• _Problem requirements_
Quote the records below verbatim, starting at their beginning and ending at the line containing "pixel 216 186", with both ends included. Omit the pictures.

##### Records supplied #####

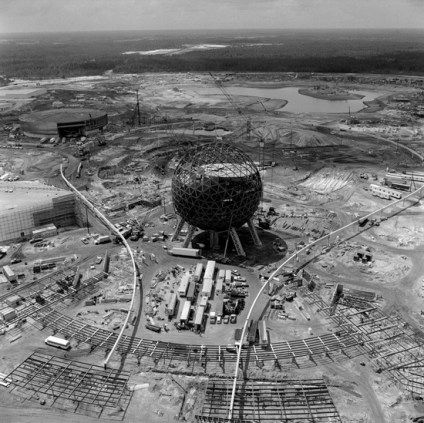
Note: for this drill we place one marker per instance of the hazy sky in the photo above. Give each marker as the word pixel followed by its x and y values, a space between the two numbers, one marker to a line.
pixel 86 15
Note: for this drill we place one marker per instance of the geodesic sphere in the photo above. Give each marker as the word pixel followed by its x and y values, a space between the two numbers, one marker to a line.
pixel 216 186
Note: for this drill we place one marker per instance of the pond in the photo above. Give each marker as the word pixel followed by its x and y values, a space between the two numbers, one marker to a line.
pixel 298 103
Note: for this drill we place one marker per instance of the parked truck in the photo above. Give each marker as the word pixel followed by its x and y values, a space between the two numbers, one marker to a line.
pixel 102 239
pixel 185 252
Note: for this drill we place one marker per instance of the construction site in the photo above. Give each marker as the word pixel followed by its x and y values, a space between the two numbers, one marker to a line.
pixel 212 248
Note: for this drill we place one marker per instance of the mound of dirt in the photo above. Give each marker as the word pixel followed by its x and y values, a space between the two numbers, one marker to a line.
pixel 308 139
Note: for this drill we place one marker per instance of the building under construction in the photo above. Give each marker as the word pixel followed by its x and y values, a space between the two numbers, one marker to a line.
pixel 32 205
pixel 217 188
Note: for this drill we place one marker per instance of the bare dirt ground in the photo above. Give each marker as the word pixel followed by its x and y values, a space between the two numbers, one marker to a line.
pixel 315 187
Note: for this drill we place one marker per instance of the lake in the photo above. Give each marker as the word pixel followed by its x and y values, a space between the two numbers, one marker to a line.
pixel 298 103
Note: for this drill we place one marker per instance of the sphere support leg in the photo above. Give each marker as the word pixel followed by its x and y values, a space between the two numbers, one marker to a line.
pixel 189 236
pixel 178 229
pixel 254 233
pixel 237 242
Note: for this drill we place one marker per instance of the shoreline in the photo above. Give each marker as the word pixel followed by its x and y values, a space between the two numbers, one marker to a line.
pixel 331 97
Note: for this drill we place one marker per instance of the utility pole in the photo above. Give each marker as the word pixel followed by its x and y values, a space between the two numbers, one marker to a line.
pixel 86 220
pixel 137 110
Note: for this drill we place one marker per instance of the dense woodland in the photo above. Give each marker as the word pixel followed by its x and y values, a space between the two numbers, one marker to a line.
pixel 62 55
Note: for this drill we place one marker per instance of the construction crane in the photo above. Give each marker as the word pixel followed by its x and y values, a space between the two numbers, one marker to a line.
pixel 136 112
pixel 227 95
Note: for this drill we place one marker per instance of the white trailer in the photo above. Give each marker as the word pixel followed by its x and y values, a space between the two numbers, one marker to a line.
pixel 198 318
pixel 172 304
pixel 228 276
pixel 384 192
pixel 9 274
pixel 210 269
pixel 185 311
pixel 198 272
pixel 102 239
pixel 182 289
pixel 219 285
pixel 57 342
pixel 185 252
pixel 207 287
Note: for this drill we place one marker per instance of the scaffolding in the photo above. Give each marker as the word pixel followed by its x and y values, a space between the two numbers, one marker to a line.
pixel 74 386
pixel 285 401
pixel 20 221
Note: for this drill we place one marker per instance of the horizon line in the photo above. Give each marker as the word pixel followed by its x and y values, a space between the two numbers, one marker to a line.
pixel 211 29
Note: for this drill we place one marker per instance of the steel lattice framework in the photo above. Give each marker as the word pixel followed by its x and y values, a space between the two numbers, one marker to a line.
pixel 216 187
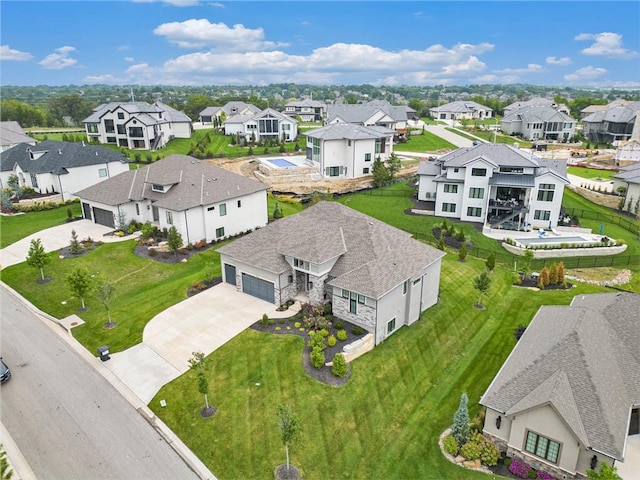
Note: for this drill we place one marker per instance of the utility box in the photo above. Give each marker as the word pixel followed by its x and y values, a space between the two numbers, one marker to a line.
pixel 103 351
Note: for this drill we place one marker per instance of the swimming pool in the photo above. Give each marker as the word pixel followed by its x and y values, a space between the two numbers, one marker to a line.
pixel 281 163
pixel 551 240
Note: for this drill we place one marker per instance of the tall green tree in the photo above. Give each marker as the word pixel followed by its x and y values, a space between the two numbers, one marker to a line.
pixel 460 430
pixel 289 427
pixel 37 257
pixel 81 283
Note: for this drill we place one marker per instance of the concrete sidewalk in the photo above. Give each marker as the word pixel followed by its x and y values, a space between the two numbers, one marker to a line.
pixel 55 238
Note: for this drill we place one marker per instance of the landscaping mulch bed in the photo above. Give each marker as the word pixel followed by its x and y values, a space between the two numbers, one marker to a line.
pixel 324 374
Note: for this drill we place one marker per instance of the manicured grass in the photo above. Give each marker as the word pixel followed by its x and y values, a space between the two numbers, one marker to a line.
pixel 591 173
pixel 17 227
pixel 424 142
pixel 384 423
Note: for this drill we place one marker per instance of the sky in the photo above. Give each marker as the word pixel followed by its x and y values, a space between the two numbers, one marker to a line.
pixel 198 42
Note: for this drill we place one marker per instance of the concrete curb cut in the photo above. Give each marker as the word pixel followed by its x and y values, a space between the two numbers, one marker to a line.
pixel 167 434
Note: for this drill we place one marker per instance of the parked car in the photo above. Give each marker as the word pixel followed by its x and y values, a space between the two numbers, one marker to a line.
pixel 5 373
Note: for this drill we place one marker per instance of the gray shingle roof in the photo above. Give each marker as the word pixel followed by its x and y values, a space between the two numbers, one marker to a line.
pixel 374 257
pixel 193 183
pixel 584 360
pixel 349 131
pixel 58 157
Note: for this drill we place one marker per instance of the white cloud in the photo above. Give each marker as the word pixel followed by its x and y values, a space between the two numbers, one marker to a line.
pixel 199 33
pixel 59 59
pixel 586 75
pixel 558 61
pixel 9 54
pixel 606 44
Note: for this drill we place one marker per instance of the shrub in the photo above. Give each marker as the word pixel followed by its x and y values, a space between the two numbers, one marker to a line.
pixel 450 445
pixel 317 358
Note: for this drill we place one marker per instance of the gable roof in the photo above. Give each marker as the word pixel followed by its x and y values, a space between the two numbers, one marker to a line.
pixel 193 183
pixel 373 256
pixel 57 157
pixel 349 131
pixel 584 361
pixel 11 133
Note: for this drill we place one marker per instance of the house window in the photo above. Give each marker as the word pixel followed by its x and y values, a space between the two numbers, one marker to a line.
pixel 545 192
pixel 391 325
pixel 542 447
pixel 449 207
pixel 542 214
pixel 474 212
pixel 475 192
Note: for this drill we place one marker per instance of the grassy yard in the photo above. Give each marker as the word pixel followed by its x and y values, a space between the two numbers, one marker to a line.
pixel 16 227
pixel 425 142
pixel 591 173
pixel 384 423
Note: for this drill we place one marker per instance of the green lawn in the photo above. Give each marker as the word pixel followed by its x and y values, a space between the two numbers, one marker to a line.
pixel 591 173
pixel 424 142
pixel 16 227
pixel 384 423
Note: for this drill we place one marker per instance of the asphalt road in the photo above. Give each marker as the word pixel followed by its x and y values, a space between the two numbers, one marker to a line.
pixel 66 418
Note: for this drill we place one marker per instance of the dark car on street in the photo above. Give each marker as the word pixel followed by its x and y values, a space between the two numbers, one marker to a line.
pixel 5 373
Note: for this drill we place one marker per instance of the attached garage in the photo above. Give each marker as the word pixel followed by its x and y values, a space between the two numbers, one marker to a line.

#####

• _The output_
Note: for this drill we place one marker per instance of the hazy sky in the photo above. Give each marker as the word pixel followed by its x and y values, a space between the two numbers, one marker to a line.
pixel 86 15
Note: for this drill we place one marker per instance of the geodesic sphere in the photo above. Give each marker as the word pixel followed by its x and y values, a space between the two numbers, one marker to a line.
pixel 216 186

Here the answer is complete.